### DOCUMENT TEXT
===============
One of the preliminary steps in writing a good machine learning algorithm is to visualise the training data and almost always, datasets (especially after pre-processing) contain a lot of features, sometimes thousands. As we know, it is impossible for humans to visualise a mapping of 1000 dimensions. This is where **dimensionality reduction algorithms** such as t-SNE come into play.

**What is t-SNE?**

t-SNE stands for** t-Distributed Stochastic Neighbour Embedding**. It was developed by Laurens van der Maatens and Geoffrey Hinton in 2008. It is an award winning, unsupervised nonlinear algorithm that embeds high-dimensional data into two or three dimensions. So, basically it gives an intuition or a sense of how the high dimensional data would look like and how it is distributed by giving a **2D or 3D mapping** of it.

**How t-SNE works**

t-SNE considers each pair of points and constructs a conditional probability distribution for all such pairs. The conditional probability is a measure of the similarity between each pair of points. It is higher for more similar points and vice-versa. This probability is calculated via a parameter called **perplexity** which describes the number of immediate neighbours to be considered for getting the similarity measures.
===============
### CHECK YOUR UNDERSTANDING
A) In the t-SNE text, which parameter describes the number of immediate neighbors considered for the similarity measures?
B) Carry the t-SNE text on from its last sentence.
===============
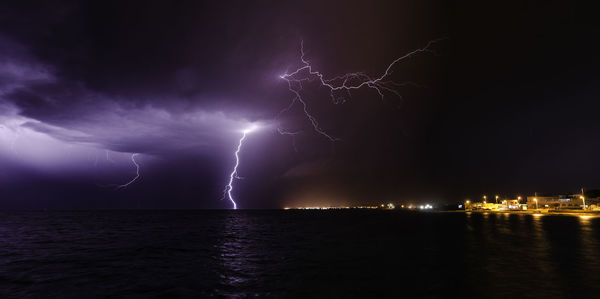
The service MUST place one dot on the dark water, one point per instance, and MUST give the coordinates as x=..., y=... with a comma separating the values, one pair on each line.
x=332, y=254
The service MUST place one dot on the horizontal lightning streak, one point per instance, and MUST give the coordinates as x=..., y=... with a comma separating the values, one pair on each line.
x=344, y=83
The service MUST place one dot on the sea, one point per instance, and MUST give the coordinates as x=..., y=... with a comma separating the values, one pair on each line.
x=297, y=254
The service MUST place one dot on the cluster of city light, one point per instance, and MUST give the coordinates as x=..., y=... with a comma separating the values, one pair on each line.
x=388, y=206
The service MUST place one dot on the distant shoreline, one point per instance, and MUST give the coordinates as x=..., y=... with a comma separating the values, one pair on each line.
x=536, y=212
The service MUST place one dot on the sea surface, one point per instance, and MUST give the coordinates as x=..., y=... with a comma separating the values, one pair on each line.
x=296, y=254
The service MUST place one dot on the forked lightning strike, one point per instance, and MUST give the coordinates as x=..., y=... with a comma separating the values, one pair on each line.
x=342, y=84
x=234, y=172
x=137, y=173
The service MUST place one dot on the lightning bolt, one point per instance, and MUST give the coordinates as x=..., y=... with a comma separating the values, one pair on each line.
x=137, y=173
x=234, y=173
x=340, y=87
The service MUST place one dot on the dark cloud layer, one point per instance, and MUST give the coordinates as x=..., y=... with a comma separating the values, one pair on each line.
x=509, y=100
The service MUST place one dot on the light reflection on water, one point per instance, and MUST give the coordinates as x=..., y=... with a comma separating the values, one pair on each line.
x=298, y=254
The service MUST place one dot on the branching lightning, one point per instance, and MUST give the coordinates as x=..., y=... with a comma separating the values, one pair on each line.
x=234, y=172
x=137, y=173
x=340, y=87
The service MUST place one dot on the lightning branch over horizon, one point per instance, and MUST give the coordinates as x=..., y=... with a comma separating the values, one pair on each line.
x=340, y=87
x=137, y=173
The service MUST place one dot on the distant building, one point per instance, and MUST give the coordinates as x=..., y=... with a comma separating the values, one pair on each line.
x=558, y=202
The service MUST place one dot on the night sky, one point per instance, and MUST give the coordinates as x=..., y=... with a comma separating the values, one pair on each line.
===============
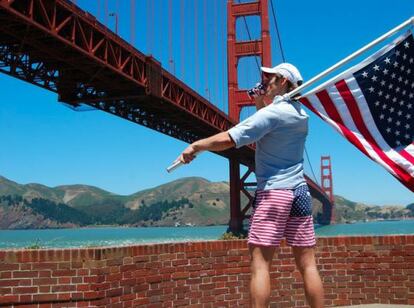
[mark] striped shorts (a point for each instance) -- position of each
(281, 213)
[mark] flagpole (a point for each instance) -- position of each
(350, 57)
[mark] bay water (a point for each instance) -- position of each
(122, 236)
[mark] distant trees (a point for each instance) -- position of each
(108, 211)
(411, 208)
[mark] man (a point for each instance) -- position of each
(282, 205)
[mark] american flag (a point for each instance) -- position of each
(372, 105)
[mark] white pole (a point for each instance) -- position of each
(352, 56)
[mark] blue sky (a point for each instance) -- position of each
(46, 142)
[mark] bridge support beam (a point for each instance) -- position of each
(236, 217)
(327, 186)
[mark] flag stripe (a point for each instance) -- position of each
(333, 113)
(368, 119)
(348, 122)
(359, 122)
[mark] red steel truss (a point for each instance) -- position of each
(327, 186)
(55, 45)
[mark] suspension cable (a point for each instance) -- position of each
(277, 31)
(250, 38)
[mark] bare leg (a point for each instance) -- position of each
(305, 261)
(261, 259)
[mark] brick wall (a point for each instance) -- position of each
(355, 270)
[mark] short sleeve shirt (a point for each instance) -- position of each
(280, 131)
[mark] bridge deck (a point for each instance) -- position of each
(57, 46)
===============
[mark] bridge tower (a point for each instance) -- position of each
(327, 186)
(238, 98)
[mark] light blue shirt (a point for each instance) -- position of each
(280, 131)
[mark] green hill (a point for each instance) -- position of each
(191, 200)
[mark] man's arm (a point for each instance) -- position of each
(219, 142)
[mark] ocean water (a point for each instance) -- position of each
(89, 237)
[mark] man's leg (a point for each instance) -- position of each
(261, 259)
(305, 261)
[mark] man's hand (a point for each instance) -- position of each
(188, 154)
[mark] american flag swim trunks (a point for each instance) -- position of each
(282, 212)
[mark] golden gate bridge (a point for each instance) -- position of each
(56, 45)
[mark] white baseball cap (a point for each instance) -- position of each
===============
### RESPONSES FOR EACH TASK
A) Perplexity.

B)
Now, this was all for the high dimensional space. In the corresponding low dimensional counterpart, the algorithm will initially create a random distribution of probabilities. The most crucial part of the algorithm is how it minimises the difference between the high dimensional and low dimensional probabilities for each pair. Due to this, similar points will be closer to each other in the 2D or 3D representation. What makes t-SNE stand out, is the shift of focus from separating dissimilar points to bringing similar points closer in the 2D representation. Due to the pairwise comparison, t-SNE has a time-complexity of O(N^2) where N is the number of datapoints.

**Why is t-SNE better?**

To understand why t-SNE is so useful, one needs to know how it is different when compared to other dimension reduction techniques, most importantly PCA. **Principal Component Analysis (PCA)** is a linear method that gives more importance to **separating points** as much as possible whereas t-SNE lays heavy emphasis on **bringing similar points as close as possible**. This is why in t-SNE plots, one often (but not always) sees many **clusters** marking clear separations among dissimilar points. Let’s see the plots generated by the two techniques for the MNIST dataset. (MNIST is a dataset comprising thousands of grayscale 28×28 images of handwritten digits from 0 to 9. One converts each image into a data point with 784 dimensions and then plots all these points in 2D). The PCA embedding would look like this:

The datapoints are all over the place and it is extremely hard to differentiate them. This is known as the ‘grouping problem’.

Now let’s look at the t-SNE mapping of the same dataset:

t-SNE is clearly the winner in this case. It is much easier to visualise the data using this embedding.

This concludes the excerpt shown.